— BEGIN SUPPLIED ENTRIES —

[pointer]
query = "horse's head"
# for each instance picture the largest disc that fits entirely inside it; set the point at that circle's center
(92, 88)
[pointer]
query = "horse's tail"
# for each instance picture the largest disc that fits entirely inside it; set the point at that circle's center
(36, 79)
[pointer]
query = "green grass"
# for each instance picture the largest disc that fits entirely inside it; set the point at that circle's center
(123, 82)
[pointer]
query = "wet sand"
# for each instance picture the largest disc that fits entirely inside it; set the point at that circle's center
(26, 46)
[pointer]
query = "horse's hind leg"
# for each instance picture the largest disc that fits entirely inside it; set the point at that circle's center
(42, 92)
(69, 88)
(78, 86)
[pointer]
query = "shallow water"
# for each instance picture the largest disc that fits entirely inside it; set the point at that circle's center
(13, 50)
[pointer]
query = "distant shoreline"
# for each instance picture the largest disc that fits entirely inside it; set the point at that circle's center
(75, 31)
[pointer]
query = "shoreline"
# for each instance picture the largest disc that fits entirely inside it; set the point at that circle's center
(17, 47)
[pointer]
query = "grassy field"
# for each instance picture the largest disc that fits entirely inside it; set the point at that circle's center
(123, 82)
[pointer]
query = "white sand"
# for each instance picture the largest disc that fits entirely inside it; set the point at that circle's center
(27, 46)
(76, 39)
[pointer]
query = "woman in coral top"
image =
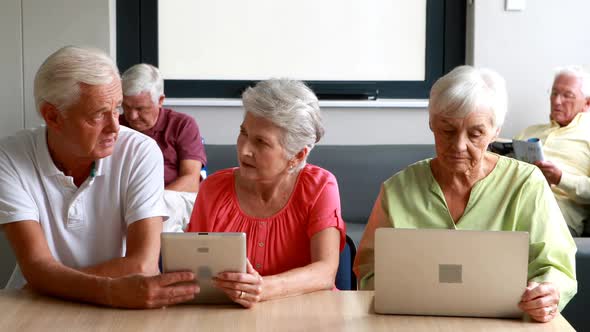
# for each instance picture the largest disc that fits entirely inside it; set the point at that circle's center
(289, 210)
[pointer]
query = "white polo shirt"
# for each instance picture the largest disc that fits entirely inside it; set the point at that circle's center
(87, 225)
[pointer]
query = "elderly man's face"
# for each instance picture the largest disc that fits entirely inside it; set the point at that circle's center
(91, 126)
(567, 99)
(462, 142)
(140, 111)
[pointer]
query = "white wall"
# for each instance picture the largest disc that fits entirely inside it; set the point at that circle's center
(522, 46)
(526, 46)
(11, 72)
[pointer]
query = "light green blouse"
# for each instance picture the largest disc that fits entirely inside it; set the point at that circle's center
(513, 197)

— END SUPPLIED ENTRIES —

# EXERCISE REQUIREMENTS
Retype the records exactly. Any image in them should not appear in what you write.

# RESULT FOR THIS EXERCISE
[pointer]
query = "horse's head"
# for each instance picture the largest disc that fits entirely inside it; set the point at that circle's center
(92, 88)
[pointer]
query = "horse's tail"
# for each instance picture the largest disc that fits entirely inside it; set the point at that circle's center
(36, 79)
[pointer]
query = "green grass"
# for each instance picture the largest disc that fits entirely inside it; set the point at that circle's center
(123, 82)
[pointer]
query = "wet sand"
# for each instance picture the largest disc that fits entirely inside it; set the point at that circle's center
(26, 46)
[pointer]
query = "horse's hind leg"
# for each instance picture the largest disc that fits entirely inside it; set the point at that circle's center
(42, 92)
(69, 88)
(78, 86)
[pointer]
query = "shallow water"
# for each instance picture the largest disc that fits entirely inside it; set the point at that circle's center
(13, 50)
[pointer]
query = "distant shoreline"
# for each instance picture the largest disc that fits entirely inside it; set the point at that circle's center
(75, 31)
[pointer]
query = "shoreline"
# for each instance picture the largest disc that fits entirely inside it; set the point at that circle's center
(17, 47)
[pointer]
query = "grassy field"
# for each instance picture the largest disc that fits entirely inside it; set the point at that circle's center
(123, 82)
[pointer]
query = "white sand"
# for each instance picture the largest disc that fits entirely inside it; set the point at that circle's center
(27, 46)
(76, 39)
[pointer]
query = "woman in coral top"
image =
# for each instance picture the largest disc that fits entirely inside it; set the point at that circle's center
(289, 210)
[pointer]
query = "white polo shirt"
# for each instance picture the largest disc that fits entirely inside it; set the point at that circle's center
(87, 225)
[pointer]
query = "elderly man's face"
# for each instance picture the largest disc that fits entirely inside it; set the point at that circle's center
(91, 126)
(567, 99)
(462, 142)
(140, 111)
[pointer]
query = "white wall"
# for each instance picture the largest disc that fits entirely inside it; set the point at that circle's center
(522, 46)
(526, 46)
(11, 72)
[pointer]
query = "light green blouse"
# for each instance picture the largest disc that fits entirely inside it; set the point at that circle's center
(513, 197)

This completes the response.